> [Requirements]:
Transcribe the stretch from "m_tControlMatrix[i][j][k].cCtrlVal = 255;" through "while (p < q)" in the forum post on timing a flat pointer loop.

> [Passage given]:
※ ※ ※
With

*nv3*'s suggested 'flat approach', using pointers I obtained a somewhat surprising result (about 3x speed improvement):

register int i, j, k;
LARGE_INTEGER t[4];
QueryPerformanceCounter(&t[0]);
for (i=0; i<128; i++)
{
for (j=0; j<5; j++)
{
for (k=0; k<9; k++)
m_tControlMatrix[i][j][k].cCtrlVal = 255;
}
}
QueryPerformanceCounter(&t[1]);
QueryPerformanceCounter(&t[2]);
register BYTE * p = &m_tControlMatrix[0][0][0].cCtrlVal;
register BYTE * q = p + 5760 * sizeof(typControlMatrix);
while (p < q)
{
*p = 255;
p += sizeof(typControlMatrix);
}
QueryPerformanceCounter(&t[3]);
CString s;
s.Format("3 loops: %I64d flat pointers: %I64d speed ratio %g ", (t[1].QuadPart-t[0].QuadPart), (t[3].QuadPart-t[2].QuadPart), ((double)(t[1].QuadPart-t[0].QuadPart))/(t[3].QuadPart-t[2].QuadPart));
MessageBox(s, "Test");

The output:

3 loops: 195327 flat pointers: 67743 speed ratio 2.88335
※ ※ ※
> [Provided information]:

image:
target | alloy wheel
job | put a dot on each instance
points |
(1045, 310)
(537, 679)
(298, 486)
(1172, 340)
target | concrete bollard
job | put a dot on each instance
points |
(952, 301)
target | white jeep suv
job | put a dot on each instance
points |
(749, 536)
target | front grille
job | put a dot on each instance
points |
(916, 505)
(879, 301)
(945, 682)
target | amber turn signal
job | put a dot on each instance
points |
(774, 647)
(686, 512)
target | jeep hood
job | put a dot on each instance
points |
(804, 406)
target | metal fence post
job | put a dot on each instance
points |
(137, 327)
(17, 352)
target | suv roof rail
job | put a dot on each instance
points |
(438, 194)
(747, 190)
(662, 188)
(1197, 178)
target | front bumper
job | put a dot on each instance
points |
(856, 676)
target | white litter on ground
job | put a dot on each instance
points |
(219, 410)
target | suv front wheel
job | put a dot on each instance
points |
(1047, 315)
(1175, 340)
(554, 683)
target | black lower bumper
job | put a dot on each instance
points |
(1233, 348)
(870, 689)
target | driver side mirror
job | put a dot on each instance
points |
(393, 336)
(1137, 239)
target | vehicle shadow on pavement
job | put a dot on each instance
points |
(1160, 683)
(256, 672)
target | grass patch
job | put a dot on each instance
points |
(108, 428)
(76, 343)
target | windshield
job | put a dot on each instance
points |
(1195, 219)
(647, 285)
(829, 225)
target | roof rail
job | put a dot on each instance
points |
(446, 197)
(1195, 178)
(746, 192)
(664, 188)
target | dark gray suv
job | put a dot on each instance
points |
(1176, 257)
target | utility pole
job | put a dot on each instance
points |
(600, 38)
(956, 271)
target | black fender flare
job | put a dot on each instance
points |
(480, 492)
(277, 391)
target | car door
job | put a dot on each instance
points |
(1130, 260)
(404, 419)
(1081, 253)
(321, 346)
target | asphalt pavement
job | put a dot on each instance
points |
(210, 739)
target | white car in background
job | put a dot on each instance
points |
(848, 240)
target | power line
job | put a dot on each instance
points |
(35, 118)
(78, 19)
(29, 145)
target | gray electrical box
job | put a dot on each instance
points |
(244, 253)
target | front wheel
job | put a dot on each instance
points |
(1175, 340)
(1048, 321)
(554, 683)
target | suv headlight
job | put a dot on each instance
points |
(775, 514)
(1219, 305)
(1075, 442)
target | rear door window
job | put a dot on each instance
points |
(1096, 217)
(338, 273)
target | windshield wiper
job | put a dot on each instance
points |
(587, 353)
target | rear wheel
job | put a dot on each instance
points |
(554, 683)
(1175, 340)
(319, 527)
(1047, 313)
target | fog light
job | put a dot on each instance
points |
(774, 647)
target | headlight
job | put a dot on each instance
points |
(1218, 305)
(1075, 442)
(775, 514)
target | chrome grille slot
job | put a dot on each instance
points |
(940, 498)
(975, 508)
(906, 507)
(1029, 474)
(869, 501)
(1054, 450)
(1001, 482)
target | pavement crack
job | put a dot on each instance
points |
※ ※ ※
> [Answer to this exercise]:
m_tControlMatrix[i][j][k].cCtrlVal = 255;
}
}
QueryPerformanceCounter(&t[1]);
QueryPerformanceCounter(&t[2]);
register BYTE * p = &m_tControlMatrix[0][0][0].cCtrlVal;
register BYTE * q = p + 5760 * sizeof(typControlMatrix);
while (p < q)